WHAT YOU WILL DO:
All lines from the one with "Would you be able to point at the dark" through the end of the records below are to be given again exactly, and nothing else.

(Stored data)
Content starts

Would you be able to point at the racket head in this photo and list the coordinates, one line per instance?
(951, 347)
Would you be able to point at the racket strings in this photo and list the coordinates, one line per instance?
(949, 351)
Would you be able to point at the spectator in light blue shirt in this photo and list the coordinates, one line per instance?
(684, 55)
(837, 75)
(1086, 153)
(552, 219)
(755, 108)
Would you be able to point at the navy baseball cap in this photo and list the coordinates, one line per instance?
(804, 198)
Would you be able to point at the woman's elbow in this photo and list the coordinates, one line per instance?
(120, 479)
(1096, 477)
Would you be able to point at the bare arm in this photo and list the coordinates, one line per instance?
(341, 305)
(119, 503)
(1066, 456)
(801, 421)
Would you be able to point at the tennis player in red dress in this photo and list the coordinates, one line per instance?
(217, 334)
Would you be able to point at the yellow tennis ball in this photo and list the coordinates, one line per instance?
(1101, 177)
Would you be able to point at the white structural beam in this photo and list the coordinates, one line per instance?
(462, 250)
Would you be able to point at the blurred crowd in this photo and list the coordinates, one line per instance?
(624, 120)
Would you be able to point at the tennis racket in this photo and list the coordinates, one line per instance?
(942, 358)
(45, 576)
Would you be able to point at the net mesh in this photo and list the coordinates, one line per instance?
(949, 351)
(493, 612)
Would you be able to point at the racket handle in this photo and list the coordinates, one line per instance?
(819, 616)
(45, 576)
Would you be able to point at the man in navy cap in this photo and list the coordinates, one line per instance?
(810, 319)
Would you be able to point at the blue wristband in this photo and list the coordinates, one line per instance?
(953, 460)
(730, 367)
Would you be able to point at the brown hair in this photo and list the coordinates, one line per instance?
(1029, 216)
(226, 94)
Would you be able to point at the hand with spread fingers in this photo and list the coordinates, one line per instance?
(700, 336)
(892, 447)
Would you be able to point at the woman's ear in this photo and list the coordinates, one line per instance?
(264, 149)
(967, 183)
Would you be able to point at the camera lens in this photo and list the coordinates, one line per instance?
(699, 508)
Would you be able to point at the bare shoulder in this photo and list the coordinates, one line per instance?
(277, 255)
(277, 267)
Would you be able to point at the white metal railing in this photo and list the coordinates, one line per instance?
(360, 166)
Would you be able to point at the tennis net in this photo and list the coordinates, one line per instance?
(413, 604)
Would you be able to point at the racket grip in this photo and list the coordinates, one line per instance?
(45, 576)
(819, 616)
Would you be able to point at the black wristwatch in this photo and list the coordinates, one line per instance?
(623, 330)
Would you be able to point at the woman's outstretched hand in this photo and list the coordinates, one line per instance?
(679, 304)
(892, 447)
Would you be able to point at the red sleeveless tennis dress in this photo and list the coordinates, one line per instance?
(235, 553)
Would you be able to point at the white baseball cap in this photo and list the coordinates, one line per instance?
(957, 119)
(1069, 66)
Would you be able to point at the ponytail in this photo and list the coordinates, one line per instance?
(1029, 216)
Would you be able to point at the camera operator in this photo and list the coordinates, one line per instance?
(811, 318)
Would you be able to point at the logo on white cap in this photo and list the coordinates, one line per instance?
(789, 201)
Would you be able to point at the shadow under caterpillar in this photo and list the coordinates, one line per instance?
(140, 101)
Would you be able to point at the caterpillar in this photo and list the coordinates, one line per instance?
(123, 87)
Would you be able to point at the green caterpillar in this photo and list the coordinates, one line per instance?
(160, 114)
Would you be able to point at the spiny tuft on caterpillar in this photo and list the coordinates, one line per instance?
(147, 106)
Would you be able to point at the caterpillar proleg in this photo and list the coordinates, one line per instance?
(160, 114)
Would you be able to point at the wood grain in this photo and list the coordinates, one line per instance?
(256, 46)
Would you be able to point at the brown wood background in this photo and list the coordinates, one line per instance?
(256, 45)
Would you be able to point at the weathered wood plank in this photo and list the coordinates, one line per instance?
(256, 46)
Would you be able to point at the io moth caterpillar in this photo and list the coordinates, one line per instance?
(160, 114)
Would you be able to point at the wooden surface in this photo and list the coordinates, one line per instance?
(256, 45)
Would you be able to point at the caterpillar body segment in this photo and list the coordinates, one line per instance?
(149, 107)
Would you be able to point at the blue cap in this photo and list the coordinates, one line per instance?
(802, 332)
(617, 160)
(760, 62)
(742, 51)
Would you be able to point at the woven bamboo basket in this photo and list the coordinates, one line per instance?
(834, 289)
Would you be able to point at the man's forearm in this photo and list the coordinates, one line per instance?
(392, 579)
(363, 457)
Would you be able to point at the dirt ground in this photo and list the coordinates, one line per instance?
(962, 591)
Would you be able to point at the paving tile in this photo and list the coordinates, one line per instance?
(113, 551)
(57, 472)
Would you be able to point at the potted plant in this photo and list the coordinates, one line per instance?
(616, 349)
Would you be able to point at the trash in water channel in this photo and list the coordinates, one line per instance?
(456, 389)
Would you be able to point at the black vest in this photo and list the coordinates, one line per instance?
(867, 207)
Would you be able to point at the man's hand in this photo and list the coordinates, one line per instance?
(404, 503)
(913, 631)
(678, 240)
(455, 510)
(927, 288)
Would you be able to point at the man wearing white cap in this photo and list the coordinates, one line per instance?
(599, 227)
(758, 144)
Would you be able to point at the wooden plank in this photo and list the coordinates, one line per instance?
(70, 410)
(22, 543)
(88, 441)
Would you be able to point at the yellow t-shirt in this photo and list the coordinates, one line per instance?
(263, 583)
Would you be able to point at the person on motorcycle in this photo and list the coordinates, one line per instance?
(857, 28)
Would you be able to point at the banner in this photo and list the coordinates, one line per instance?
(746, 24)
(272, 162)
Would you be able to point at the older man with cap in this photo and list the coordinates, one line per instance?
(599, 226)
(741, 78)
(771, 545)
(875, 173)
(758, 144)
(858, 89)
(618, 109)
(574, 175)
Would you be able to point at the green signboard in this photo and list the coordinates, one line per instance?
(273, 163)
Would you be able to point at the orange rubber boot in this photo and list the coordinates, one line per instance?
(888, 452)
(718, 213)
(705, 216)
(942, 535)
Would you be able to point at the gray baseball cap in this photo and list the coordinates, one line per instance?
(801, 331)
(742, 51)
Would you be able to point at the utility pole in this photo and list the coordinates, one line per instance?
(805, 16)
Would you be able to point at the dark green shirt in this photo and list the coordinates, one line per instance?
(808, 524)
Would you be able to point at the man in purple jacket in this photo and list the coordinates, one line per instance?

Content ends

OUTPUT OF THE EXERCISE:
Would you be able to point at the dark green shirt in this photo and list the coordinates, one line per instance?
(808, 524)
Would you be able to point at the man in purple jacket in this photo and list the coordinates, one line per instance?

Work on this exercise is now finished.